* Raw data:
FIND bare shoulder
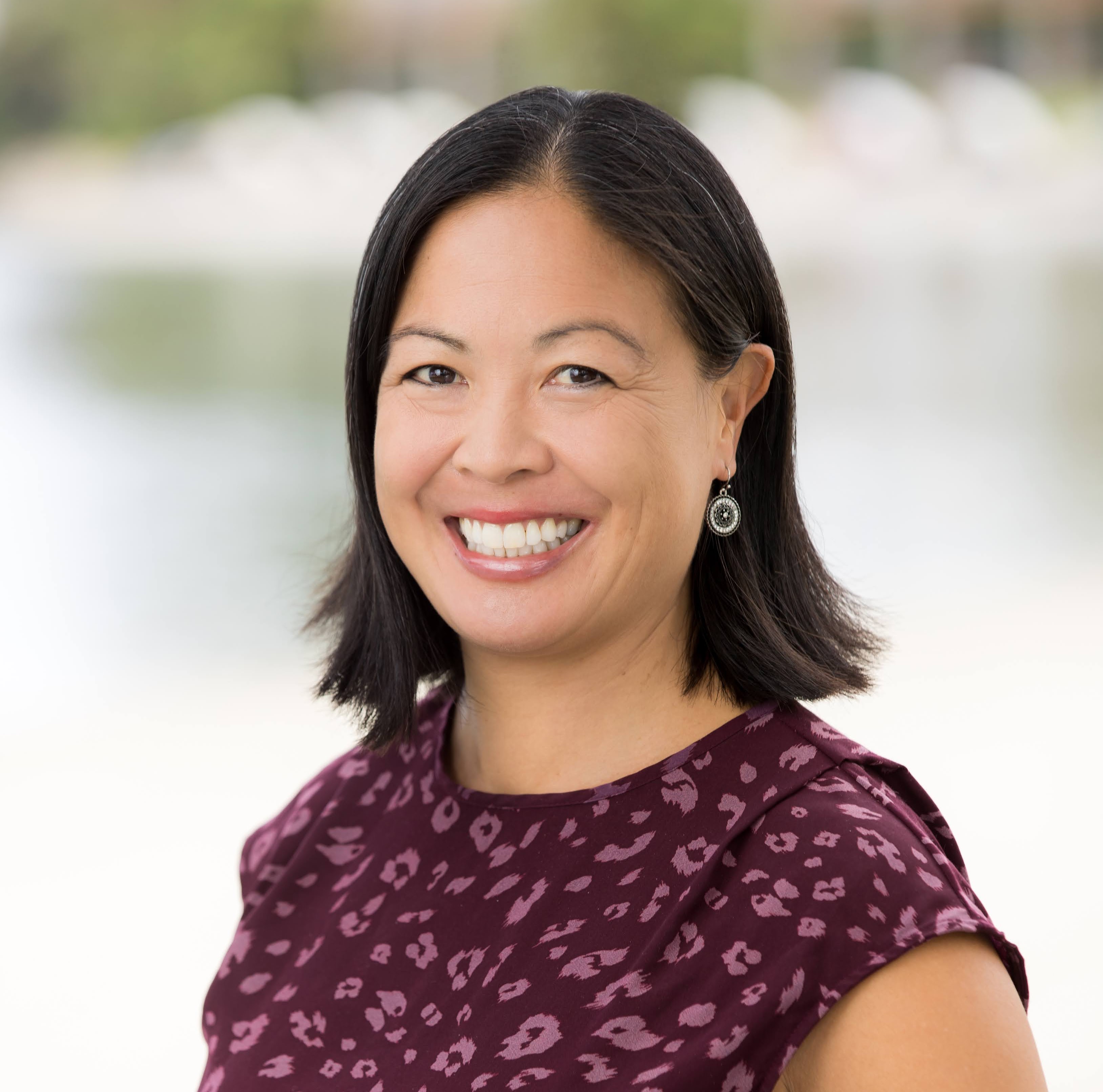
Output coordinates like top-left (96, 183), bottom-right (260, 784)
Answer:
top-left (774, 933), bottom-right (1046, 1092)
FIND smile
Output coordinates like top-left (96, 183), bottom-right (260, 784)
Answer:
top-left (459, 516), bottom-right (582, 557)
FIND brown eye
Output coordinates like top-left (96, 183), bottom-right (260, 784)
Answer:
top-left (406, 364), bottom-right (460, 387)
top-left (555, 364), bottom-right (606, 387)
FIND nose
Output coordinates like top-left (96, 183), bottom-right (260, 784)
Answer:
top-left (452, 384), bottom-right (554, 485)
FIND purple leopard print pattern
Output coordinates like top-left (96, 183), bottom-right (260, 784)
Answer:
top-left (201, 695), bottom-right (1027, 1092)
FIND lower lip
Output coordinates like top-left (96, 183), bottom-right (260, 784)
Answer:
top-left (447, 522), bottom-right (594, 580)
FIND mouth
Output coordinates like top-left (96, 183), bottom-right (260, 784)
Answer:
top-left (449, 515), bottom-right (586, 557)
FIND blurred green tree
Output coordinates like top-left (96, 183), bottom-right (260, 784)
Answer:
top-left (0, 0), bottom-right (320, 139)
top-left (502, 0), bottom-right (752, 113)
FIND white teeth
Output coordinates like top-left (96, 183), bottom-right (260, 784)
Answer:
top-left (483, 523), bottom-right (503, 549)
top-left (457, 516), bottom-right (582, 557)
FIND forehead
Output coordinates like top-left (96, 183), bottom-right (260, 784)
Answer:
top-left (394, 189), bottom-right (676, 342)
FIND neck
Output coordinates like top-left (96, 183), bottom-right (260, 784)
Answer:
top-left (444, 589), bottom-right (744, 794)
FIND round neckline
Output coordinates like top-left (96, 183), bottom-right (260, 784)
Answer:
top-left (432, 697), bottom-right (779, 810)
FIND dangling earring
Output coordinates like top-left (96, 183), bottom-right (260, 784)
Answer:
top-left (705, 463), bottom-right (741, 537)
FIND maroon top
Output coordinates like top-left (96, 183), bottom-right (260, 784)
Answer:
top-left (201, 696), bottom-right (1027, 1092)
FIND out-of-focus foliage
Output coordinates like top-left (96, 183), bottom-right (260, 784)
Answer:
top-left (0, 0), bottom-right (319, 138)
top-left (503, 0), bottom-right (751, 113)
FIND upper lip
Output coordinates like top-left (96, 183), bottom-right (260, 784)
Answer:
top-left (452, 507), bottom-right (586, 524)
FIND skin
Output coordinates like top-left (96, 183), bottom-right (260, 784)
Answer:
top-left (375, 189), bottom-right (1044, 1092)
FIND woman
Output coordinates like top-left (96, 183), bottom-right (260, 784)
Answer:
top-left (196, 88), bottom-right (1044, 1092)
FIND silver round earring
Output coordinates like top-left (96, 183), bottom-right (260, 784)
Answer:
top-left (705, 464), bottom-right (742, 537)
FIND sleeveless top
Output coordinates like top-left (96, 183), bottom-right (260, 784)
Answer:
top-left (201, 694), bottom-right (1027, 1092)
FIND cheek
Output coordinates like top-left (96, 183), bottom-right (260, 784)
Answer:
top-left (560, 393), bottom-right (709, 543)
top-left (375, 393), bottom-right (447, 538)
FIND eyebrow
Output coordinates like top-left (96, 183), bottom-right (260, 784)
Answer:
top-left (387, 321), bottom-right (647, 360)
top-left (387, 327), bottom-right (470, 353)
top-left (533, 322), bottom-right (647, 360)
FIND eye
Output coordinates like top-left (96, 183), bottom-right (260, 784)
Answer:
top-left (402, 364), bottom-right (463, 387)
top-left (552, 364), bottom-right (609, 387)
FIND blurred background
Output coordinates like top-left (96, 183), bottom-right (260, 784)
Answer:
top-left (0, 0), bottom-right (1103, 1092)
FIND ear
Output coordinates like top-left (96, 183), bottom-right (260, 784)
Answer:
top-left (712, 342), bottom-right (773, 481)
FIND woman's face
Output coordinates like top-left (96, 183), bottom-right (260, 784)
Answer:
top-left (375, 189), bottom-right (769, 655)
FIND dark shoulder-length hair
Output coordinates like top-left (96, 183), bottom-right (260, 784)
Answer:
top-left (310, 87), bottom-right (879, 748)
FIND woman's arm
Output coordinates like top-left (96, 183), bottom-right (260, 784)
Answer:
top-left (774, 933), bottom-right (1046, 1092)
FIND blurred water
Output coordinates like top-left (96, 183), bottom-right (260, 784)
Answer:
top-left (0, 74), bottom-right (1103, 1092)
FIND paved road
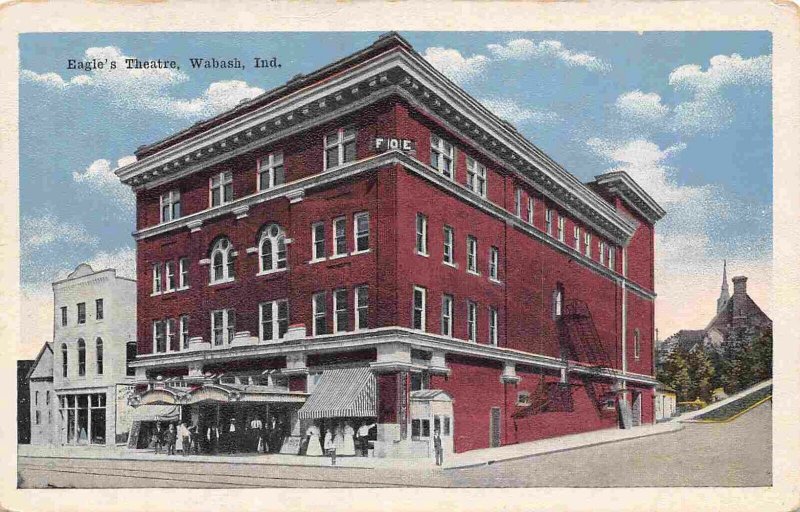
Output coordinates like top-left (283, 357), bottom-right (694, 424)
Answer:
top-left (19, 402), bottom-right (772, 488)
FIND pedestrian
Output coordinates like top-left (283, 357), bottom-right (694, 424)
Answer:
top-left (324, 428), bottom-right (336, 466)
top-left (433, 428), bottom-right (444, 466)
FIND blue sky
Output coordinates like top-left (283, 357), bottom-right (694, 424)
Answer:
top-left (19, 32), bottom-right (772, 356)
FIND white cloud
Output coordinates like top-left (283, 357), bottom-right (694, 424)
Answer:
top-left (20, 46), bottom-right (264, 120)
top-left (480, 98), bottom-right (560, 124)
top-left (72, 156), bottom-right (136, 213)
top-left (422, 46), bottom-right (490, 84)
top-left (487, 39), bottom-right (611, 73)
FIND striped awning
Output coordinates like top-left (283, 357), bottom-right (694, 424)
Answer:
top-left (298, 366), bottom-right (378, 419)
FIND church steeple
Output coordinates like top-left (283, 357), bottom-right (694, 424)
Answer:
top-left (717, 260), bottom-right (731, 313)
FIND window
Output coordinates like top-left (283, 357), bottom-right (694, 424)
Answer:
top-left (178, 315), bottom-right (189, 350)
top-left (257, 151), bottom-right (285, 190)
top-left (78, 338), bottom-right (86, 377)
top-left (258, 224), bottom-right (286, 274)
top-left (211, 238), bottom-right (234, 284)
top-left (259, 299), bottom-right (289, 341)
top-left (333, 217), bottom-right (347, 258)
top-left (467, 300), bottom-right (478, 342)
top-left (467, 236), bottom-right (478, 274)
top-left (417, 213), bottom-right (428, 256)
top-left (442, 294), bottom-right (453, 337)
top-left (489, 308), bottom-right (497, 347)
top-left (164, 261), bottom-right (175, 292)
top-left (160, 190), bottom-right (181, 222)
top-left (153, 263), bottom-right (163, 294)
top-left (211, 309), bottom-right (236, 347)
top-left (325, 128), bottom-right (356, 169)
top-left (467, 157), bottom-right (486, 197)
top-left (431, 134), bottom-right (454, 180)
top-left (353, 212), bottom-right (369, 252)
top-left (178, 258), bottom-right (189, 290)
top-left (411, 286), bottom-right (426, 331)
top-left (61, 343), bottom-right (69, 379)
top-left (311, 292), bottom-right (328, 336)
top-left (311, 222), bottom-right (325, 261)
top-left (442, 226), bottom-right (455, 265)
top-left (583, 231), bottom-right (592, 258)
top-left (333, 288), bottom-right (350, 333)
top-left (355, 285), bottom-right (369, 329)
top-left (489, 247), bottom-right (500, 281)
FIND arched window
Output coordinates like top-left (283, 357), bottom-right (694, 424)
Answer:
top-left (95, 338), bottom-right (103, 375)
top-left (78, 338), bottom-right (86, 376)
top-left (61, 343), bottom-right (68, 378)
top-left (211, 238), bottom-right (234, 284)
top-left (258, 224), bottom-right (286, 272)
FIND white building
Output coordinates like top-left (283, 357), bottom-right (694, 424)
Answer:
top-left (50, 264), bottom-right (136, 445)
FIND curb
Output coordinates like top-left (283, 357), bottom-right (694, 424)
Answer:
top-left (442, 425), bottom-right (686, 471)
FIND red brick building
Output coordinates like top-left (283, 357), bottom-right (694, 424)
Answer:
top-left (117, 34), bottom-right (664, 456)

* What the task requires: Could you quote, word for word, the stretch of the entries from the line containing "FIND striped awning" through the line containing "top-left (717, 260), bottom-right (731, 313)", with both of those lines included?

* Task response:
FIND striped awning
Output coordinates like top-left (283, 357), bottom-right (694, 424)
Answer:
top-left (298, 366), bottom-right (378, 419)
FIND church steeple
Output coordinates like top-left (283, 357), bottom-right (694, 424)
Answer:
top-left (717, 260), bottom-right (731, 313)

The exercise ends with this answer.